Signed-off-by: Mel Gorman <[email protected]>
---
init/Kconfig | 1 -
1 files changed, 0 insertions(+), 1 deletions(-)
diff --git a/init/Kconfig b/init/Kconfig
index adc10ab..c56248f 100644
--- a/init/Kconfig
+++ b/init/Kconfig
@@ -1033,7 +1033,6 @@ config SLUB
config SLQB
bool "SLQB (Queued allocator)"
- depends on !PPC && !S390
help
SLQB is a proposed new slab allocator.
--
1.6.3.3
On Tue, Sep 22, 2009 at 01:54:11PM +0100, Mel Gorman wrote:
> Changelog since V2
> o Turned out that allocating per-cpu areas for node ids on ppc64 just
> wasn't stable. This series statically declares the per-node data. This
> wastes memory but it appears to work.
>
> Currently SLQB is not allowed to be configured on PPC and S390 machines as
> CPUs can belong to memoryless nodes. SLQB does not deal with this very well
> and crashes reliably.
>
GACK. Sorry about the 1/4, 2/4, 3/4 problem. There are only three
patches in this set. I dropped the last patch which was related to the
SLQB corruption problem because it didn't appear to help and didn't fix
up the number. Sorry.
--
Mel Gorman
Part-time Phd Student Linux Technology Center
University of Limerick IBM Dublin Software Lab
Hi Mel,
On Tue, Sep 22, 2009 at 3:54 PM, Mel Gorman <[email protected]> wrote:
> When freeing a page, SLQB checks if the page belongs to the local node.
> If it is not, it is considered a remote free. On the allocation side, it
> always checks the local lists and if they are empty, the page allocator
> is called. On memoryless configurations, this is effectively a memory
> leak and the machine quickly kills itself in an OOM storm.
>
> This patch records what node ID is considered local to a CPU. As the
> management structure for the CPU is always allocated from the closest
> node, the node the CPU structure resides on is considered "local".
>
> Signed-off-by: Mel Gorman <[email protected]>
I don't understand how the memory leak happens from the above
description (or reading the code). page_to_nid() returns some crazy
value at free time? The remote list isn't drained properly?
Pekka
On Tue, Sep 22, 2009 at 04:38:32PM +0300, Pekka Enberg wrote:
> Hi Mel,
>
> On Tue, Sep 22, 2009 at 3:54 PM, Mel Gorman <[email protected]> wrote:
> > When freeing a page, SLQB checks if the page belongs to the local node.
> > If it is not, it is considered a remote free. On the allocation side, it
> > always checks the local lists and if they are empty, the page allocator
> > is called. On memoryless configurations, this is effectively a memory
> > leak and the machine quickly kills itself in an OOM storm.
> >
> > This patch records what node ID is considered local to a CPU. As the
> > management structure for the CPU is always allocated from the closest
> > node, the node the CPU structure resides on is considered "local".

Records of labeled points:
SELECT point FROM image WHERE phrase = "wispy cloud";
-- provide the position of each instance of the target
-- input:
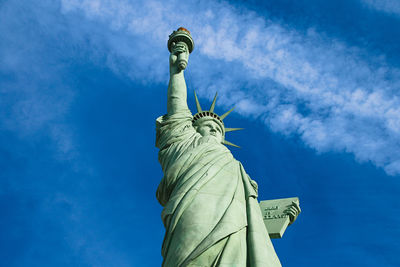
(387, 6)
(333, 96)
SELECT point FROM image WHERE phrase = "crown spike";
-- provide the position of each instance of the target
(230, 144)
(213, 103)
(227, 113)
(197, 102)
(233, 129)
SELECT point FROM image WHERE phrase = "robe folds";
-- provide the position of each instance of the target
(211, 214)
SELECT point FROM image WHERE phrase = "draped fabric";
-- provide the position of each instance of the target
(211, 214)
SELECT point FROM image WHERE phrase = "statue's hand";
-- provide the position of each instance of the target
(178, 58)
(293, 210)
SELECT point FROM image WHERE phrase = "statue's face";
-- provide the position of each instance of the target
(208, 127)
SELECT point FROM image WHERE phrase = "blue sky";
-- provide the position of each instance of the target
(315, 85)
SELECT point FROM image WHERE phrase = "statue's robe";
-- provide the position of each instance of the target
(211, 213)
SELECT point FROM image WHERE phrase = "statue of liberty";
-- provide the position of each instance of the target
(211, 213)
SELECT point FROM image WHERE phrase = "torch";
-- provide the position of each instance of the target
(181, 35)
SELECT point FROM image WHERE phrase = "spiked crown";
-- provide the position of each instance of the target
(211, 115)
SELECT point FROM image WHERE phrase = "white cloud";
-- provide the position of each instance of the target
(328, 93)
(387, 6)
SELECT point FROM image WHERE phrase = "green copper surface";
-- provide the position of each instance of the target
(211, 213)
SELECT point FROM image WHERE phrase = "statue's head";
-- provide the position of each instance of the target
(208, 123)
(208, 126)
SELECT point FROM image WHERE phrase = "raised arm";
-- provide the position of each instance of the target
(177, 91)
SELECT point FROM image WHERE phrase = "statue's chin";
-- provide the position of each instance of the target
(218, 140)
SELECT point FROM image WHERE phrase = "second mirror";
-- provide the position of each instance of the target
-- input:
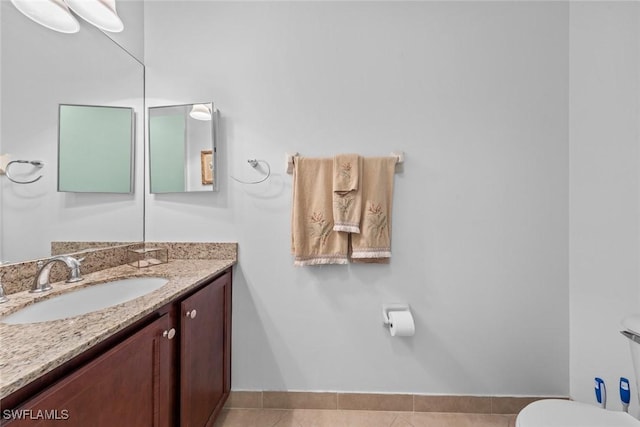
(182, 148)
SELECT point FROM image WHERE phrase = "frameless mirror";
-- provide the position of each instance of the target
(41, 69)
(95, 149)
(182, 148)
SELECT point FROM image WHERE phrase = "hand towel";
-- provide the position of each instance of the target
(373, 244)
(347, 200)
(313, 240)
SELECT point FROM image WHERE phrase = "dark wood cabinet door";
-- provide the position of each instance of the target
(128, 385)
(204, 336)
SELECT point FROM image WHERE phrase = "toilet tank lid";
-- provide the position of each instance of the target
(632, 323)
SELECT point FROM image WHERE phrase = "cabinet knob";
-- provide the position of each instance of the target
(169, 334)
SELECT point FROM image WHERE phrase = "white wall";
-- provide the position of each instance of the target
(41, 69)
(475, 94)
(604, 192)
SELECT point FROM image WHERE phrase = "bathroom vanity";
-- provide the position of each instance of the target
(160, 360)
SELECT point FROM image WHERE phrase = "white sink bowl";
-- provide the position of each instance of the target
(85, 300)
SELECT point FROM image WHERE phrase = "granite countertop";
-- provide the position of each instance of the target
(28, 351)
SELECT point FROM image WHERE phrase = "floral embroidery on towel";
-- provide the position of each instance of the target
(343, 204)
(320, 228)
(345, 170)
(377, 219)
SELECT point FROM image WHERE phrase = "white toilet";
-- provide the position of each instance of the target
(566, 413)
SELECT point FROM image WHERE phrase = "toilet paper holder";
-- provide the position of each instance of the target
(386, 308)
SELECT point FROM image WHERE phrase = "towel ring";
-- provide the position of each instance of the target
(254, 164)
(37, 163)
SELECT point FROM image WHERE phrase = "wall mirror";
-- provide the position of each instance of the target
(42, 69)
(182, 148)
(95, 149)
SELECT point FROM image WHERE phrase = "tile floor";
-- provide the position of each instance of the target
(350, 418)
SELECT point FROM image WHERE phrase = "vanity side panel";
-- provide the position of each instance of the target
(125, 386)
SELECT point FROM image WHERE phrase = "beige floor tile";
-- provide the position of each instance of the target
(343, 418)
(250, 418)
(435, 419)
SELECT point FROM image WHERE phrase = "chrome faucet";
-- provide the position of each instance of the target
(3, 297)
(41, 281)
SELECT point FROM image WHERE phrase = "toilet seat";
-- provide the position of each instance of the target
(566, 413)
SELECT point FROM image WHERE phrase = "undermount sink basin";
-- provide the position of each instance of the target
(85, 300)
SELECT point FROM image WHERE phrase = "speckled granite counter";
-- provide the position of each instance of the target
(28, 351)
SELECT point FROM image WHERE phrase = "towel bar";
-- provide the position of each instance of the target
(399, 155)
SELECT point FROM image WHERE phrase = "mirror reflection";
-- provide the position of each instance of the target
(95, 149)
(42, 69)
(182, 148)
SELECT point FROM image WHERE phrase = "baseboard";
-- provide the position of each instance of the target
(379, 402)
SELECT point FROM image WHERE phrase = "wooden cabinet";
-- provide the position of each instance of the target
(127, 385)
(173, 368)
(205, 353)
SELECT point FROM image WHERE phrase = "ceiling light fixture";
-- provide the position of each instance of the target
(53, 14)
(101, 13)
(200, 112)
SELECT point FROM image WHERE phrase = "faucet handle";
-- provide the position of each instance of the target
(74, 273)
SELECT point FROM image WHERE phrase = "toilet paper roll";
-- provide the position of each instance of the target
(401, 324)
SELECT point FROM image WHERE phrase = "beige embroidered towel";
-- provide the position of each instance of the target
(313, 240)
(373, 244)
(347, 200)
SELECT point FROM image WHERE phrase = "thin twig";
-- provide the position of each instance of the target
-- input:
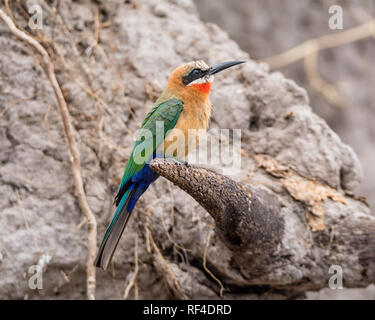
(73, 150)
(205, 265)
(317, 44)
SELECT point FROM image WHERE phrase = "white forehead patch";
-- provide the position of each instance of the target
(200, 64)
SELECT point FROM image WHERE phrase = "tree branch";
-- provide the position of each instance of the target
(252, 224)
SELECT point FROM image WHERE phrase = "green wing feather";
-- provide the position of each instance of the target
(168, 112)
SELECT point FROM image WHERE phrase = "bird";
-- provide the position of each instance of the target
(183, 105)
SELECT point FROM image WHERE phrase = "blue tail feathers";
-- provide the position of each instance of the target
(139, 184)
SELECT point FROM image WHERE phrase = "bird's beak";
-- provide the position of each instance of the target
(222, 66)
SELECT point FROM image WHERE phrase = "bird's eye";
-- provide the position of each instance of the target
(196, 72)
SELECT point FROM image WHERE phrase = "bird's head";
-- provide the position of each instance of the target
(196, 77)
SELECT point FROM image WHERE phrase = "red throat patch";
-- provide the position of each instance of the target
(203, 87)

==

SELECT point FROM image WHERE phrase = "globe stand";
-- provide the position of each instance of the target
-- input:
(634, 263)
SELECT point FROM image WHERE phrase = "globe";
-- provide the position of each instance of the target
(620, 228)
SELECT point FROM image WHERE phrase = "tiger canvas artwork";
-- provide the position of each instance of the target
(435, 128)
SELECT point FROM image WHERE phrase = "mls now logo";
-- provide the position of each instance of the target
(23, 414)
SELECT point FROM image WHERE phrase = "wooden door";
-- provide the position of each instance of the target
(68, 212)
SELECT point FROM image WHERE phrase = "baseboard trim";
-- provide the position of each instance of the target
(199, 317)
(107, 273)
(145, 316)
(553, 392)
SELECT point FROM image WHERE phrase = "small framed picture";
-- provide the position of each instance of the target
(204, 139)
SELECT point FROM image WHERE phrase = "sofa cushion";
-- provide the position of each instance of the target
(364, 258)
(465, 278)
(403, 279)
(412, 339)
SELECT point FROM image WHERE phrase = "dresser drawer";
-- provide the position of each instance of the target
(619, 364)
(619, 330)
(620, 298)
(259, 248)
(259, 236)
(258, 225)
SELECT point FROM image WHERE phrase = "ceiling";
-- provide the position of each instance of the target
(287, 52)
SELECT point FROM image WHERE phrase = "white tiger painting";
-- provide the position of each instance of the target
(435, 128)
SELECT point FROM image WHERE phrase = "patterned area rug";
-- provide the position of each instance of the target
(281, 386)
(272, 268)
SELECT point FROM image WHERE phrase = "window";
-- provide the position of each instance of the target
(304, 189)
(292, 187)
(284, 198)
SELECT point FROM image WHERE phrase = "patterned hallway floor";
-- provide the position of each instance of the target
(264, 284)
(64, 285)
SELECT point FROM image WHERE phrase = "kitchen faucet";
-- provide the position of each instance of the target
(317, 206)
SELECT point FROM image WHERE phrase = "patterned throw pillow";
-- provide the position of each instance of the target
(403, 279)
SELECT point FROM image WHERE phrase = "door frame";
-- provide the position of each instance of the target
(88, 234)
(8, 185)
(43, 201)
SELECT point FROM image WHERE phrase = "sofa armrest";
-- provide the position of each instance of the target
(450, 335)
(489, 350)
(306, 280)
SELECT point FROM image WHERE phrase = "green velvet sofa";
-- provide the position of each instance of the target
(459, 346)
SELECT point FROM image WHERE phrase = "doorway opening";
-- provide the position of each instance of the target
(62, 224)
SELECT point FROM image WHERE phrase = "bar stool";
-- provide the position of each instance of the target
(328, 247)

## REQUIRED TASKS
- a) Which lines in the records contain the string "sink"? Pick out each one.
- b) Supply the next part of the mailing-list thread about the SLQB allocator on memoryless nodes, starting after its final line.

## WRITTEN ANSWERS
- a)
SELECT point FROM image WHERE phrase = "white sink bowl";
SELECT point FROM image WHERE phrase = "undermount sink basin";

- b)
> >
> > Signed-off-by: Mel Gorman <[email protected]>
>
> I don't understand how the memory leak happens from the above
> description (or reading the code). page_to_nid() returns some crazy
> value at free time?
Nope, it isn't a leak as such, the allocator knows where the memory is.
The problem is that is always frees remote but on allocation, it sees
the per-cpu list is empty and calls the page allocator again. The remote
lists just grow.
> The remote list isn't drained properly?
>
That is another way of looking at it. When the remote lists get to a
watermark, they should drain. However, it's worth pointing out if it's
repaired in this fashion, the performance of SLQB will suffer as it'll
never reuse the local list of pages and instead always get cold pages
from the allocator.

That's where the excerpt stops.